◆ Goal
Reproduce every one of the items below word for word, without any changes.

◆ Information supplied
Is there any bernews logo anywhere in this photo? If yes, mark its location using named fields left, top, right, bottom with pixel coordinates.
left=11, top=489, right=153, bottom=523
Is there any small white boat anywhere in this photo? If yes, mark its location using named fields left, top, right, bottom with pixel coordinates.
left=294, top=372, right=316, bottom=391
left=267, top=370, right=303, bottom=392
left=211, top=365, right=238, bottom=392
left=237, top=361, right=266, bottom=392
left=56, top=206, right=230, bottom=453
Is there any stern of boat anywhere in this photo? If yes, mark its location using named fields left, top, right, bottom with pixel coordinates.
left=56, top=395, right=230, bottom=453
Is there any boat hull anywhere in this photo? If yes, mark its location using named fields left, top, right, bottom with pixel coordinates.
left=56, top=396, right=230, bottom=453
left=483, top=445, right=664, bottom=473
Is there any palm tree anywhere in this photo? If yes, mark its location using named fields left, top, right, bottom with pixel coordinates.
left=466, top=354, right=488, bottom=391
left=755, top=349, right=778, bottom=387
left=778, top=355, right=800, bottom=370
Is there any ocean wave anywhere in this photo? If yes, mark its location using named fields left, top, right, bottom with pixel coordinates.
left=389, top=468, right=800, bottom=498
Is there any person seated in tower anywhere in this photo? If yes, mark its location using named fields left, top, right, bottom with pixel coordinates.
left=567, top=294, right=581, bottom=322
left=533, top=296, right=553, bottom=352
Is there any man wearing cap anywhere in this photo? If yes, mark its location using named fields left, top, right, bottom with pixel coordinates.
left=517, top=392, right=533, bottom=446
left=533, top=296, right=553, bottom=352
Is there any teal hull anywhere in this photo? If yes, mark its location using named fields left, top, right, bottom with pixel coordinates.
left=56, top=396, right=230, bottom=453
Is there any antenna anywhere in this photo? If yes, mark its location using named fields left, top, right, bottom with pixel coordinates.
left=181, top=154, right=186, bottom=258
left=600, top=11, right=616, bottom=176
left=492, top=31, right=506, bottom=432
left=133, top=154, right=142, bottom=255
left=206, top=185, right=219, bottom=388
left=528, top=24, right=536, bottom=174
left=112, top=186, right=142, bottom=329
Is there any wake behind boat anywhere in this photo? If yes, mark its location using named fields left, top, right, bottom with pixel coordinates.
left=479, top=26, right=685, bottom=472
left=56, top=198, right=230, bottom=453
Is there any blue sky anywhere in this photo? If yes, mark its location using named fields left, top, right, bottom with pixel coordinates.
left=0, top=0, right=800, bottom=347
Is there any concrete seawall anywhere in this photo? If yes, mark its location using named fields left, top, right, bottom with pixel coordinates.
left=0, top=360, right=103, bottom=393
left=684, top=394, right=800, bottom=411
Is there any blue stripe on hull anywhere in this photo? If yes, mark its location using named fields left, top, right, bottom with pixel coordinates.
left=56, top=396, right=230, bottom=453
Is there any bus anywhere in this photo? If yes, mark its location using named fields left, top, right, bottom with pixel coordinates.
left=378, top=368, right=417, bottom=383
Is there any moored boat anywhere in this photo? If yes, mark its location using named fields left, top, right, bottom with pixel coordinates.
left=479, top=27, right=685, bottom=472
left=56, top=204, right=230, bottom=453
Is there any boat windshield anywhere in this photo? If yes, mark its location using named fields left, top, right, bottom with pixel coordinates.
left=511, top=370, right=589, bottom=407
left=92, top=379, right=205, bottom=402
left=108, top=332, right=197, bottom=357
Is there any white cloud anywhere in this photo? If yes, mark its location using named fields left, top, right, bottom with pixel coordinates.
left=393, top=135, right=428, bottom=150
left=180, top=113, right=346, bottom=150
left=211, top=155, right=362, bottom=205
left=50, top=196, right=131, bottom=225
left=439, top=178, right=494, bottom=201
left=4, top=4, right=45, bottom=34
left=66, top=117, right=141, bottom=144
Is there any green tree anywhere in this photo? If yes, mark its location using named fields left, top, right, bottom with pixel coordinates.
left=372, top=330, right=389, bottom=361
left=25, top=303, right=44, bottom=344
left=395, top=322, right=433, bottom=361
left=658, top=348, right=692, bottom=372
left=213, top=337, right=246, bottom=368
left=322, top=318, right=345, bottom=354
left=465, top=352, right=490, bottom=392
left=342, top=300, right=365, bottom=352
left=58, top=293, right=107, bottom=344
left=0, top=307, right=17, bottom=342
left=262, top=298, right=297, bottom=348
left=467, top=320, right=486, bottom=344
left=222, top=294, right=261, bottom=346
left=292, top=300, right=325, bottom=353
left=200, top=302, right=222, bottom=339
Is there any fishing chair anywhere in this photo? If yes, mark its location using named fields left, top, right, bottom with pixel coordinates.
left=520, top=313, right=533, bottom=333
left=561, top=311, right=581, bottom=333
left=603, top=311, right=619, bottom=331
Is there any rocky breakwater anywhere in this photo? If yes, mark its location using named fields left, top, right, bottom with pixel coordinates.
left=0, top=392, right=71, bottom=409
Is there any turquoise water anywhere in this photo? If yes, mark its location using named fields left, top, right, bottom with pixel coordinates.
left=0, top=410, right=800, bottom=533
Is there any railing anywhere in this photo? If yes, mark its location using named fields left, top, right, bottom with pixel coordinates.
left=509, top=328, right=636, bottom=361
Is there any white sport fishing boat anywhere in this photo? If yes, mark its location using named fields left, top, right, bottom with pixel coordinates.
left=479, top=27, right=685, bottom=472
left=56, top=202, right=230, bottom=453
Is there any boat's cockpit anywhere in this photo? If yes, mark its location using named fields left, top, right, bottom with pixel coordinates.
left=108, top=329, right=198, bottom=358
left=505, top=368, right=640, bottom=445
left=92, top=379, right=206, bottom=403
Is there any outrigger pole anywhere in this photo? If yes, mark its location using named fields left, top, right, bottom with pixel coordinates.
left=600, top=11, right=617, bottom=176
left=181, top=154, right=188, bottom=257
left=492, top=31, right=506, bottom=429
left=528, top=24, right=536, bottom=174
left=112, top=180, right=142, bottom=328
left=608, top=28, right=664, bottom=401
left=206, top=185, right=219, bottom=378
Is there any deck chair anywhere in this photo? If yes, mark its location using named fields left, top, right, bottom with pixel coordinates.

◆ Exercise answer
Is there any bernews logo anywhere in this photo? If yes, mark its location using named fields left, top, right, bottom with pixel coordinates.
left=11, top=489, right=153, bottom=523
Is there any small white boat anywhere in this photo? If yes, mark its location using named fields left, top, right, bottom with pixel coordinates.
left=294, top=372, right=316, bottom=391
left=267, top=370, right=303, bottom=392
left=211, top=365, right=238, bottom=392
left=237, top=361, right=266, bottom=392
left=56, top=206, right=230, bottom=453
Is there any stern of boat anywhere in this photo? If yes, mark its location using named fields left, top, right, bottom with pixel coordinates.
left=56, top=395, right=230, bottom=453
Is there any boat hull anywhere in this photo? If yes, mark its location using named fields left, top, right, bottom with pixel coordinates.
left=56, top=396, right=230, bottom=453
left=483, top=445, right=664, bottom=473
Is there any palm tree anywhere in this photo? If yes, mark its location using named fields left, top, right, bottom with pixel coordinates.
left=466, top=354, right=488, bottom=391
left=755, top=349, right=778, bottom=387
left=778, top=355, right=800, bottom=370
Is there any ocean wave anywhere in this photo? If yes, mark its location using named fields left, top, right, bottom with pixel coordinates.
left=389, top=468, right=800, bottom=498
Is there any person seated in tower anywhere in this photo? If yes, mark its location using named fields left, top, right, bottom with pixel coordinates.
left=567, top=294, right=581, bottom=322
left=533, top=296, right=553, bottom=352
Is there any man wearing cap anywhere in this photo? If yes, mark its location using named fields left, top, right, bottom with pixel coordinates.
left=517, top=392, right=533, bottom=446
left=533, top=296, right=553, bottom=352
Is there any teal hull anywhere in this photo? If yes, mark its location using named fields left, top, right, bottom with pixel coordinates.
left=56, top=396, right=230, bottom=453
Is there any antenna anywhere in this photo? If yes, mark its location using named fields left, top, right, bottom with pixel coordinates.
left=181, top=154, right=186, bottom=258
left=600, top=11, right=616, bottom=176
left=492, top=31, right=506, bottom=432
left=133, top=154, right=142, bottom=255
left=206, top=185, right=219, bottom=388
left=528, top=24, right=536, bottom=174
left=112, top=186, right=142, bottom=329
Is there any wake behind boat anywhere in this photo? If yes, mark its location using named fields left, top, right, bottom with pixel coordinates.
left=479, top=26, right=685, bottom=472
left=56, top=198, right=230, bottom=453
Is there any blue sky anywhere in this photo? If yes, mark its location using named fields left, top, right, bottom with pixel coordinates.
left=0, top=0, right=800, bottom=347
Is there any concrete seawall anywhere in this photo? If yes, mark its location using named fields left, top, right, bottom with pixel coordinates.
left=0, top=360, right=103, bottom=393
left=684, top=394, right=800, bottom=411
Is there any blue stripe on hull anywhere in this photo? If yes, mark its location using named fields left, top, right, bottom with pixel coordinates.
left=56, top=396, right=230, bottom=453
Is there any bus anywhere in this photo? If yes, mark its location using named fields left, top, right, bottom with pixel coordinates.
left=378, top=368, right=417, bottom=383
Is there any moored boat anywhere in this photo? If yes, mark its location using named fields left, top, right, bottom with pixel coordinates.
left=479, top=27, right=685, bottom=472
left=56, top=204, right=230, bottom=453
Is there any boat windshield anywhere in this photo? If yes, mark its location using named fields left, top, right, bottom with pixel coordinates.
left=511, top=370, right=589, bottom=407
left=92, top=379, right=205, bottom=402
left=108, top=332, right=197, bottom=357
Is there any white cloud anywhere in this photo? If yes, mark its location using named fields left, top, right, bottom with pixel coordinates.
left=393, top=135, right=428, bottom=150
left=180, top=113, right=346, bottom=150
left=211, top=155, right=362, bottom=205
left=50, top=196, right=131, bottom=225
left=439, top=178, right=494, bottom=201
left=4, top=4, right=45, bottom=34
left=66, top=117, right=141, bottom=144
Is there any green tree anywhere in this photo? If yes, mark its location using named fields left, top, right, bottom with pixel coordinates.
left=372, top=330, right=389, bottom=361
left=25, top=303, right=44, bottom=344
left=395, top=322, right=433, bottom=361
left=658, top=348, right=692, bottom=372
left=213, top=337, right=246, bottom=368
left=322, top=318, right=345, bottom=354
left=465, top=352, right=490, bottom=392
left=342, top=300, right=365, bottom=352
left=58, top=293, right=107, bottom=344
left=0, top=307, right=17, bottom=342
left=262, top=298, right=297, bottom=348
left=467, top=320, right=486, bottom=344
left=222, top=294, right=261, bottom=346
left=292, top=300, right=325, bottom=353
left=200, top=302, right=222, bottom=339
Is there any fishing chair anywhere in this photo? If yes, mark its location using named fields left, top, right, bottom with pixel coordinates.
left=520, top=313, right=533, bottom=333
left=561, top=311, right=581, bottom=333
left=603, top=311, right=619, bottom=331
Is there any rocky breakwater anywhere in this photo? If yes, mark its location using named fields left, top, right, bottom with pixel coordinates.
left=0, top=392, right=71, bottom=409
Is there any turquoise water anywhere in this photo? If yes, mark its location using named fields left, top, right, bottom with pixel coordinates.
left=0, top=410, right=800, bottom=533
Is there any railing anywhere in this photo? If yes, mark its location using named fields left, top, right, bottom with pixel coordinates.
left=509, top=328, right=636, bottom=361
Is there any white sport fishing boat anywhere in this photo? If yes, mark its location using named fields left, top, right, bottom with pixel coordinates.
left=479, top=27, right=685, bottom=472
left=56, top=202, right=230, bottom=453
Is there any boat's cockpit anywhere in this photo? If yes, mark its location using named fields left, top, right, bottom with pixel coordinates.
left=108, top=329, right=198, bottom=358
left=505, top=368, right=640, bottom=445
left=92, top=379, right=206, bottom=403
Is there any outrigger pole anywhere in this photo? If yes, mark its location using named fields left, top, right, bottom with pixel coordinates.
left=600, top=11, right=617, bottom=176
left=181, top=154, right=188, bottom=257
left=492, top=31, right=506, bottom=429
left=528, top=24, right=536, bottom=174
left=112, top=180, right=142, bottom=328
left=608, top=28, right=664, bottom=401
left=206, top=185, right=219, bottom=378
Is there any deck chair anywhere in this photo? If yes, mark its location using named fields left, top, right, bottom with pixel coordinates.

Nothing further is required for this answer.